Selected passage:
--- START ---
# The Origin of a Gravel Race



## Rashadabd (Sep 17, 2011)

It’s kind of cool to read about how and why one of these things comes together. Definitely a cool project, seems like a nice event too. 

https://pelotonmagazine.com/peloton-x/gravel-racing-our-way/


----------



## Marc (Jan 23, 2005)

A few of my riding friends started one. Originally it was a friends on-paved-road ride for someone's birthday...then it became organized...then after too many close calls with cars/trucks, and everyone in our group having gotten a gravel bike, it became a gravel grinder last year. Sold out 150 spots in a few months, and were able to get a few sponsors on board.

http://ridinggravel.com/event/lazy-horse-gravel-grind/

This year they almost double the ridership to 250...and it sold out in 10 days.

https://www.bikereg.com/45136


----------



## Rashadabd (Sep 17, 2011)

That is so awesome! I love stories like these. Thanks for sharing.


----------



## MRBIGRING (Sep 26, 2008)
--- END ---
Stated goal 1:
In the gravel race thread, what are the answers to these?
(a) What was the event before it became organized?
(b) How many spots sold out in the first gravel year, and how long did that take?
(c) How fast did this year's 250 spots sell out?
Stated goal 2:
Can you resume the gravel race thread by writing the post that belongs under its final heading, MRBIGRING (Sep 26, 2008)?

Data lines:
--- START ---
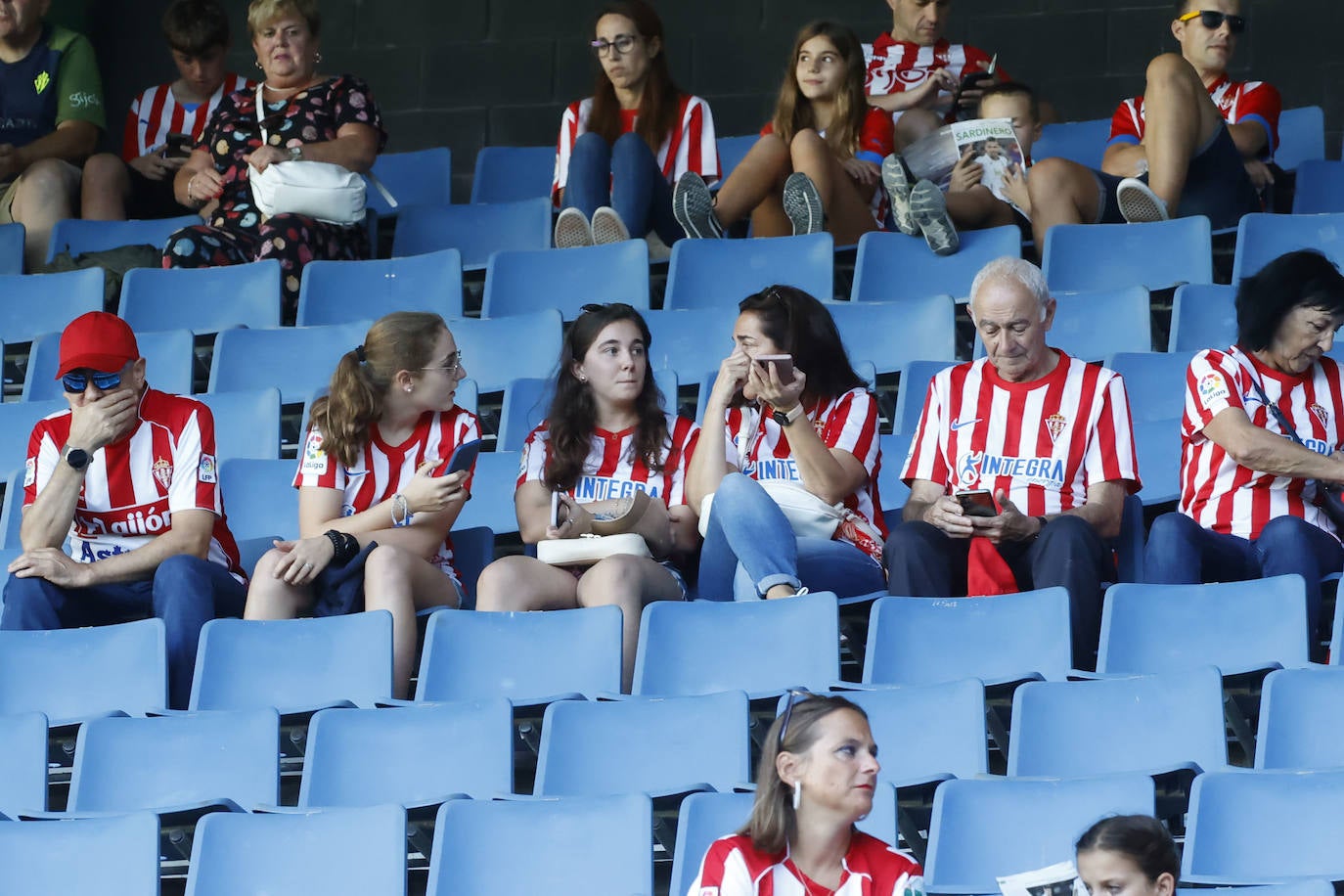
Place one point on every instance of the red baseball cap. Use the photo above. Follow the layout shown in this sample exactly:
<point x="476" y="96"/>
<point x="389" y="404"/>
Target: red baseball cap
<point x="98" y="341"/>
--- END ---
Task answer 1:
(a) A friends on-paved-road ride for someone's birthday.
(b) 150 spots, in a few months.
(c) In 10 days.

Task answer 2:
History of Funk Bottoms Gravel in Ohio

In 2011, Funk Bottoms Gravel started in Funk Bottoms, Ohio. Three blokes from Northeast Ohio, started the race as a training challenge for the Gravel Worlds put on by our PCL brethren in Lincoln, Nebraska. Soon after, our PCL brethren gave us the honorary distinction as the PCL East Coast Chapter. We didn’t take that lightly. Our main matey CK, aka Mr. Big Ring, decided to lay the hurt down by scouting some of the nastiest and steepest, dirt & gravel roads Ohio could offer. To increase the percentage of dirt & gravel roads and CK’s thirst for steepness, the race eventually moved a few miles south of Funk to Lakeville. In honor of the races beginning departure point, the name was kept. Besides, Funk Bottoms Gravel just sounds cool!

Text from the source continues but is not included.